* [What you will do] Output the material beneath exactly, leaving nothing out.

══════════════════════════════

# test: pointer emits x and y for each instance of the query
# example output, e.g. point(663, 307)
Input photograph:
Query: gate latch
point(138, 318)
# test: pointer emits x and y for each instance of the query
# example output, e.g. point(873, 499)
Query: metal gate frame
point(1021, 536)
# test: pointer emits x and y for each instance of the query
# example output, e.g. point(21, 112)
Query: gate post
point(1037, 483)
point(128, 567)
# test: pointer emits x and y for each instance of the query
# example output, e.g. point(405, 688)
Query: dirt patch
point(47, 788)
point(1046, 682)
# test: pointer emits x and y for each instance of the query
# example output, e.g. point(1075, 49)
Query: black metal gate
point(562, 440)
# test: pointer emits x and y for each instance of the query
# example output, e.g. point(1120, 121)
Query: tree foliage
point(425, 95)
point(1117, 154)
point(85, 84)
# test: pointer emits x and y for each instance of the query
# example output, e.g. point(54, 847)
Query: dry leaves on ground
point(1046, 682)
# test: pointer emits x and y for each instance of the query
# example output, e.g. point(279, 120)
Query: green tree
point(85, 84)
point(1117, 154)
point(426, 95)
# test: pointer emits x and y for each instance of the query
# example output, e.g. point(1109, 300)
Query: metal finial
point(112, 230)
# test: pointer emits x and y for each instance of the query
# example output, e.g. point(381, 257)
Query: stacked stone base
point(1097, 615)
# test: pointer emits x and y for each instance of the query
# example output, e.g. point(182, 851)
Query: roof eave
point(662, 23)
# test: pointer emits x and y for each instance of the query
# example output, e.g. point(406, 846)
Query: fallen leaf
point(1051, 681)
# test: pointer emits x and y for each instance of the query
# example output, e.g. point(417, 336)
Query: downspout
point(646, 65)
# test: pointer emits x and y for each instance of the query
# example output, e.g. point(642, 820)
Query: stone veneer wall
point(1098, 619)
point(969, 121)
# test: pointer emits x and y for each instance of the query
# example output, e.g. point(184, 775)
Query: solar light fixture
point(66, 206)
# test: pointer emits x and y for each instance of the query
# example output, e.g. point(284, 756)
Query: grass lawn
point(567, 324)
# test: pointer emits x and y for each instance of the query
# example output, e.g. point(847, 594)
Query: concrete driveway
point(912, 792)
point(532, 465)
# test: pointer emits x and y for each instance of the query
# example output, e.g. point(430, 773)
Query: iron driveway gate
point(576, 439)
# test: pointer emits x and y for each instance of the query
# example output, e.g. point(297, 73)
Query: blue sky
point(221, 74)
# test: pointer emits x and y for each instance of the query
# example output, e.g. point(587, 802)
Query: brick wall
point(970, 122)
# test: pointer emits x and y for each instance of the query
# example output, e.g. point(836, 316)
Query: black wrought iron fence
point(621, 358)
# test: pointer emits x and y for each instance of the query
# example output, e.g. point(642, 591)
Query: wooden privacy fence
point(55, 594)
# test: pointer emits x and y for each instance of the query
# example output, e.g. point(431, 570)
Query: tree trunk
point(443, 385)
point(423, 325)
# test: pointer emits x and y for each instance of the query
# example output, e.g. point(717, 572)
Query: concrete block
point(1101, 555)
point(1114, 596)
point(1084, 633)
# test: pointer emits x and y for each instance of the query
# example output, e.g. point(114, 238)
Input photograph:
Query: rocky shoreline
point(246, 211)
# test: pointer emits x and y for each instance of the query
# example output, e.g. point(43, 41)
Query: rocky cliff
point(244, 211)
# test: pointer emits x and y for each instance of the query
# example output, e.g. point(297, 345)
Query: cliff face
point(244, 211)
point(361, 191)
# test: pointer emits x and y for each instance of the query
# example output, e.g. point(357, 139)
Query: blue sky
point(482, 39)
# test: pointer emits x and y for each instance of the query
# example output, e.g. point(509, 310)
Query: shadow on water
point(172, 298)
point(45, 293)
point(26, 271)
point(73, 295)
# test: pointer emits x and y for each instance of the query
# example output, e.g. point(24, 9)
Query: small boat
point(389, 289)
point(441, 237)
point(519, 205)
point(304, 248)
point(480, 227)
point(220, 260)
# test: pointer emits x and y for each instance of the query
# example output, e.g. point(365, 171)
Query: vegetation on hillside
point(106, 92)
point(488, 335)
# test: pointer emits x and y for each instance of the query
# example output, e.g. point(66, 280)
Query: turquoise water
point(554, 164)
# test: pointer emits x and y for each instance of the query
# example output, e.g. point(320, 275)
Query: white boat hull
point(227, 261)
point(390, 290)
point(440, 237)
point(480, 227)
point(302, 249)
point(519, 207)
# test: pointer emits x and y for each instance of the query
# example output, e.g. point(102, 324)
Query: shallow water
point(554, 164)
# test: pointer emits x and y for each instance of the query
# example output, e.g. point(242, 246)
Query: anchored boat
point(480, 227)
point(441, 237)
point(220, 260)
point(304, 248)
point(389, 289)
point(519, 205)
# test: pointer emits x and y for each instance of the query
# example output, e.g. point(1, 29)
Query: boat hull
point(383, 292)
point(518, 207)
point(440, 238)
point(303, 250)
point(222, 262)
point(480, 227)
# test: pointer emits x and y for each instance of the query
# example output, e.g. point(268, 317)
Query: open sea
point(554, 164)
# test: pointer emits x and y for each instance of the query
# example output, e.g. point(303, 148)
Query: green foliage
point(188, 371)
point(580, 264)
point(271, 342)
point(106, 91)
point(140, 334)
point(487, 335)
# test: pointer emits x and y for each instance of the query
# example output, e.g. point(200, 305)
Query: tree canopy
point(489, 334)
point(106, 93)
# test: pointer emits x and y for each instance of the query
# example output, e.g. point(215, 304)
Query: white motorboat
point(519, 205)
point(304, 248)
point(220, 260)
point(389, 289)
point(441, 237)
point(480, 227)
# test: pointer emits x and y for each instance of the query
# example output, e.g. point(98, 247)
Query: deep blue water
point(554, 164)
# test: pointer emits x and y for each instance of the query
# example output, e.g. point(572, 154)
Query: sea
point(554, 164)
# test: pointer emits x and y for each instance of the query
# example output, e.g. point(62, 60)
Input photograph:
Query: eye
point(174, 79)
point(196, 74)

══════════════════════════════

* [The completed task]
# test: pointer emits x and y for each instance of the query
# example output, e.g. point(663, 307)
Input photograph:
Query: gate latch
point(138, 318)
# test: pointer emits x and y for each instance of the query
# example output, e.g. point(873, 499)
Query: metal gate frame
point(1021, 536)
# test: pointer emits x and y for each instance of the query
# example output, e.g. point(21, 112)
Query: gate post
point(1037, 483)
point(128, 567)
# test: pointer emits x and y for each instance of the query
# example output, e.g. point(405, 688)
Query: dirt patch
point(47, 788)
point(1046, 682)
# test: pointer emits x and y for each instance of the query
# example output, e.g. point(1075, 49)
Query: black metal gate
point(562, 440)
# test: pointer emits x and y for each instance of the query
# example output, e.g. point(1120, 121)
Query: tree foliage
point(425, 95)
point(1117, 154)
point(85, 84)
# test: pointer emits x and y for each instance of the query
# example output, e.g. point(54, 847)
Query: dry leaves on ground
point(1046, 682)
# test: pointer emits x and y for each instance of the query
# example output, e.g. point(279, 120)
Query: green tree
point(85, 84)
point(1117, 154)
point(426, 95)
# test: pointer emits x and y for each instance of the query
# example output, e.g. point(1109, 300)
Query: metal finial
point(112, 230)
# test: pointer emits x and y for each instance of the query
# example output, e.g. point(381, 257)
Query: stacked stone base
point(1097, 615)
# test: pointer emits x and y for each instance of the query
# example output, e.g. point(182, 851)
Query: roof eave
point(662, 23)
# test: pointer emits x and y for each instance of the query
# example output, e.g. point(406, 846)
Query: fallen leaf
point(1051, 681)
# test: pointer emits x and y for each instance of the query
# example output, e.g. point(417, 336)
Query: downspout
point(646, 65)
# test: pointer emits x and y for each instance of the query
# example output, e.g. point(642, 820)
Query: stone veneer wall
point(1098, 619)
point(969, 121)
# test: pointer emits x and y for each instance of the query
# example output, e.g. point(184, 775)
Query: solar light fixture
point(66, 206)
# test: pointer emits x and y for each instance of the query
# example output, e.g. point(284, 756)
Query: grass lawn
point(567, 324)
# test: pointer emits x and y for each instance of the query
# example output, e.g. point(847, 594)
Query: concrete driveway
point(912, 792)
point(532, 465)
# test: pointer emits x and y for each instance of the query
# example output, e.g. point(430, 773)
Query: iron driveway gate
point(576, 439)
# test: pointer emits x and y for each instance of the query
# example output, e.g. point(297, 73)
Query: blue sky
point(221, 74)
# test: pointer emits x and y for each instance of the query
# example output, e.g. point(587, 802)
Query: brick wall
point(970, 122)
# test: pointer emits x and y for each instance of the query
# example output, e.g. point(836, 316)
Query: black wrought iron fence
point(621, 358)
# test: pointer emits x and y for each instance of the query
# example output, e.g. point(642, 591)
Query: wooden privacy fence
point(55, 594)
# test: pointer emits x and y for each instance of the query
# example output, e.g. point(431, 570)
Query: tree trunk
point(443, 385)
point(423, 325)
# test: pointer emits x and y for each instance of the query
# example output, e.g. point(717, 572)
Query: concrete block
point(1101, 555)
point(1114, 596)
point(1084, 633)
# test: pointer emits x and y for each instance of the query
# example output, e.g. point(114, 238)
Input photograph:
Query: rocky shoreline
point(246, 211)
# test: pointer emits x and y for each instance of the query
# example output, e.g. point(43, 41)
Query: rocky cliff
point(244, 211)
# test: pointer emits x and y for each instance of the query
# example output, e.g. point(297, 345)
Query: cliff face
point(244, 211)
point(361, 191)
# test: pointer emits x and y for each instance of the query
# example output, e.g. point(357, 139)
Query: blue sky
point(482, 39)
# test: pointer emits x and y for each instance of the query
# example output, e.g. point(509, 310)
Query: shadow on water
point(172, 298)
point(45, 293)
point(26, 271)
point(73, 295)
# test: pointer emits x and y for each instance of the query
# example output, e.g. point(24, 9)
Query: small boat
point(389, 289)
point(441, 237)
point(519, 205)
point(304, 248)
point(480, 227)
point(220, 260)
# test: pointer emits x and y for each instance of the query
# example output, e.g. point(365, 171)
Query: vegetation on hillside
point(106, 92)
point(488, 335)
# test: pointer emits x and y for each instance of the query
# example output, e.g. point(66, 280)
Query: turquoise water
point(554, 164)
# test: pointer emits x and y for each instance of the query
# example output, e.g. point(320, 275)
Query: white boat hull
point(227, 261)
point(390, 290)
point(440, 237)
point(480, 227)
point(302, 249)
point(519, 207)
# test: pointer emits x and y for each instance of the query
# example output, e.g. point(102, 324)
Query: shallow water
point(554, 164)
# test: pointer emits x and y for each instance of the query
# example output, e.g. point(242, 246)
Query: anchored boat
point(480, 227)
point(441, 237)
point(220, 260)
point(304, 248)
point(389, 289)
point(519, 205)
# test: pointer emits x and y for each instance of the query
# example output, e.g. point(1, 29)
Query: boat hull
point(383, 292)
point(518, 207)
point(440, 238)
point(303, 250)
point(222, 262)
point(480, 227)
# test: pointer emits x and y for each instance of the query
# example output, e.g. point(268, 317)
Query: open sea
point(554, 164)
# test: pointer emits x and y for each instance of the query
# example output, e.g. point(303, 148)
Query: green foliage
point(188, 371)
point(580, 264)
point(271, 342)
point(106, 91)
point(140, 334)
point(487, 335)
# test: pointer emits x and y for each instance of the query
# example output, e.g. point(200, 305)
Query: tree canopy
point(489, 334)
point(106, 93)
# test: pointer emits x and y for each instance of the query
# example output, e.g. point(215, 304)
Query: white motorboat
point(519, 205)
point(304, 248)
point(220, 260)
point(389, 289)
point(441, 237)
point(480, 227)
# test: pointer emits x and y for each instance of the query
# example output, e.g. point(98, 247)
Query: deep blue water
point(554, 164)
# test: pointer emits x and y for each instance of the query
# example output, e.g. point(572, 154)
Query: sea
point(554, 164)
# test: pointer emits x and y for each instance of the query
# example output, e.g. point(62, 60)
Input photograph:
Query: eye
point(174, 79)
point(196, 74)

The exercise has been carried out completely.